● **POR HACER**: Reproduce sin cambios el pasaje del texto sobre Rosa Eugenia que va desde "Nunca supe de" hasta "pletórico de vitalidad!.".
---------- TEXTO DEL EJERCICIO
Recuerdo que pasamos dos clases debatiendo sobre un humilde Diente de león que florecía entre las baldosas de piedra del jardín. Esta abundante y pequeña flor amarilla suele ser considerada una maleza invasora. Nos dimos cuenta de que era una planta valiente, dura, capaz de superar toda amenaza. Símbolo de la poesía que se derrama en sus racimos de semillas que los enamorados soplan al viento.
El taller terminó en el verano del 2021. Cada una se comprometió a seguir trabajando en sus temas. Rosa Eugenia se veía entusiasmada. Imaginaba la portada y las ilustraciones de su libro que titularía “La niña del jardín”.
Su padre y la enfermedad
En vez de pensar en sí misma, esta generosa mujer se dedicó a cumplir uno de los grande sueños de su padre, el profesor de Castellano Alfredo Peña. A sus 94 años anhelaba publicar los relatos que llevaba escribiendo, inspirado en la geografía nacional. En mayo, apoyados por Tricipe Editores, padre e hija lanzaron virtualmente la obra “Chile en cuentos”. Fue un diálogo pleno de emociones, con sensación de tarea cumplida y del legado a las nuevas generaciones. Rosa Eugenia destacó a su progenitor, el gran inspirador de su carrera como profesora y master en educación diferencial.
Participé en el evento y compré el libro. Le dije que esperaba conocerla en persona durante mi próximo viaje a Chile.
La última vez que hablé con ella, muy breve, fue para que me hiciera llegar su video y fotos destinados a la serie “Mi voz interior”, que estamos realizando a través del Comité de mujeres escritoras del PEN-Chile. Con voz suave, me respondió que prefería no participar, que se sentía más profesora que escritora. La noté algo triste, pero no pensé nada grave.
Nunca supe de su enfermedad. Sin duda, fue algo muy rápido. Poco antes de su partida, observé en su Facebook una foto en la que se encontraba junto a su familia en alguna playa. Decía estar acompañada por los seres que más amaba. ¡Un momento pletórico de vitalidad!.
Se despidió en el estilo de la misteriosa niña de su lugar encantado. Luminosa como el Diente de León, capaz de germinar en cualquier adversidad.
¡Hasta pronto, maestra!. Ya compartiremos el cafecito que dejamos pendiente. Sé que la glicina archivó tu historia entre sus pétalos.
--------------------
---------- FRAGMENTOS DE ENTRADAS
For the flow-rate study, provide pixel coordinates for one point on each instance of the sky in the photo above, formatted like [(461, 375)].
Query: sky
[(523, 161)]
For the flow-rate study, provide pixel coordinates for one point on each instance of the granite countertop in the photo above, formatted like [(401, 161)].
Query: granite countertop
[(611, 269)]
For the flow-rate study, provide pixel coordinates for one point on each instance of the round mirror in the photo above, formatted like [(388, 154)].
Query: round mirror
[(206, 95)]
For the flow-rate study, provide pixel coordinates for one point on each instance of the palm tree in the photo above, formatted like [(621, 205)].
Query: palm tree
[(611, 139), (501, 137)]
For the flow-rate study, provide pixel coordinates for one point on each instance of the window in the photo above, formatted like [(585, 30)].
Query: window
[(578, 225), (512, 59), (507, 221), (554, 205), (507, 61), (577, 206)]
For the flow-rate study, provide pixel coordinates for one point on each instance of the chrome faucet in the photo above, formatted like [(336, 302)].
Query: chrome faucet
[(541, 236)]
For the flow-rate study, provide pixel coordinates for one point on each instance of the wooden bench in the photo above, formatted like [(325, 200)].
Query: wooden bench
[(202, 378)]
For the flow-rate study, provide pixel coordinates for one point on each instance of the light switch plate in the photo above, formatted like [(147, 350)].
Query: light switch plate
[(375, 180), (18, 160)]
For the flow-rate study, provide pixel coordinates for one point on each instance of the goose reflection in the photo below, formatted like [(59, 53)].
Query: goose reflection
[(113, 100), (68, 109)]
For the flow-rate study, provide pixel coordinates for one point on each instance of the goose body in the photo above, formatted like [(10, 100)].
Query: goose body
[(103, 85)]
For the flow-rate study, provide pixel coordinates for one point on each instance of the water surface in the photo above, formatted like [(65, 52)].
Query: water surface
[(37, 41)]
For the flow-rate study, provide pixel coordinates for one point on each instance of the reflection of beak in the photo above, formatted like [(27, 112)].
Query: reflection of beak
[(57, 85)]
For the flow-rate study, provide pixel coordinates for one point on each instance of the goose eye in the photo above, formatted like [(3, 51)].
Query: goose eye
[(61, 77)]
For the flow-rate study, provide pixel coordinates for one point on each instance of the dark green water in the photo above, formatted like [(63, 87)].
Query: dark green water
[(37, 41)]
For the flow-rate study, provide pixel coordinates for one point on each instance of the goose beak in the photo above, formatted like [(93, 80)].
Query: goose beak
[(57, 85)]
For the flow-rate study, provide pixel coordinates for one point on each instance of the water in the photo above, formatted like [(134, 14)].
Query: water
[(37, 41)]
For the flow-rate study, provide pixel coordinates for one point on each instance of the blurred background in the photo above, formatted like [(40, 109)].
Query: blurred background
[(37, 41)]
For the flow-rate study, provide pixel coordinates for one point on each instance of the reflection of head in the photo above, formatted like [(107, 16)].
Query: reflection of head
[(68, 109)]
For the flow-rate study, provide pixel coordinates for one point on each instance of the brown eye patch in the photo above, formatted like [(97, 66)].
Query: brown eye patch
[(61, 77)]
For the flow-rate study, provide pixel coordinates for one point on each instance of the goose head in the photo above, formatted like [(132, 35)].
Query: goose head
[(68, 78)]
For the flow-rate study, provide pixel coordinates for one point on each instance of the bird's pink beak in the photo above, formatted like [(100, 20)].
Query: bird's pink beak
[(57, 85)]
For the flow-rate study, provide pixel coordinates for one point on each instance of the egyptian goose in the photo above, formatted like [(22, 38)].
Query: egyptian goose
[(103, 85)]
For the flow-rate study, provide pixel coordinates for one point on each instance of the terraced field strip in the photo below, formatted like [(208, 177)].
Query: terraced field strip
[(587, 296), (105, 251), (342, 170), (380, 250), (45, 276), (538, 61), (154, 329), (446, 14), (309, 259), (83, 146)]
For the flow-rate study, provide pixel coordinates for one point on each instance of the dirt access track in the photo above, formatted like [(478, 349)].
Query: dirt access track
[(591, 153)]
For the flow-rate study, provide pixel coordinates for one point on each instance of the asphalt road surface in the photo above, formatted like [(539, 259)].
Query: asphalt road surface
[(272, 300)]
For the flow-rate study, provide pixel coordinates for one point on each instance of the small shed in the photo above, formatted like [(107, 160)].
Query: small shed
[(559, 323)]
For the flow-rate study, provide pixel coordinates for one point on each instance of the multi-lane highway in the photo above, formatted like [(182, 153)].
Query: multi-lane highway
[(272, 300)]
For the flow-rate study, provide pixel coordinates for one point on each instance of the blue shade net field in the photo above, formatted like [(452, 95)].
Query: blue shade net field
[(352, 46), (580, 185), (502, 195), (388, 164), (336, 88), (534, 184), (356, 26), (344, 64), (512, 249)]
--------------------
● **PROBLEMA RESUELTO**:
Nunca supe de su enfermedad. Sin duda, fue algo muy rápido. Poco antes de su partida, observé en su Facebook una foto en la que se encontraba junto a su familia en alguna playa. Decía estar acompañada por los seres que más amaba. ¡Un momento pletórico de vitalidad!.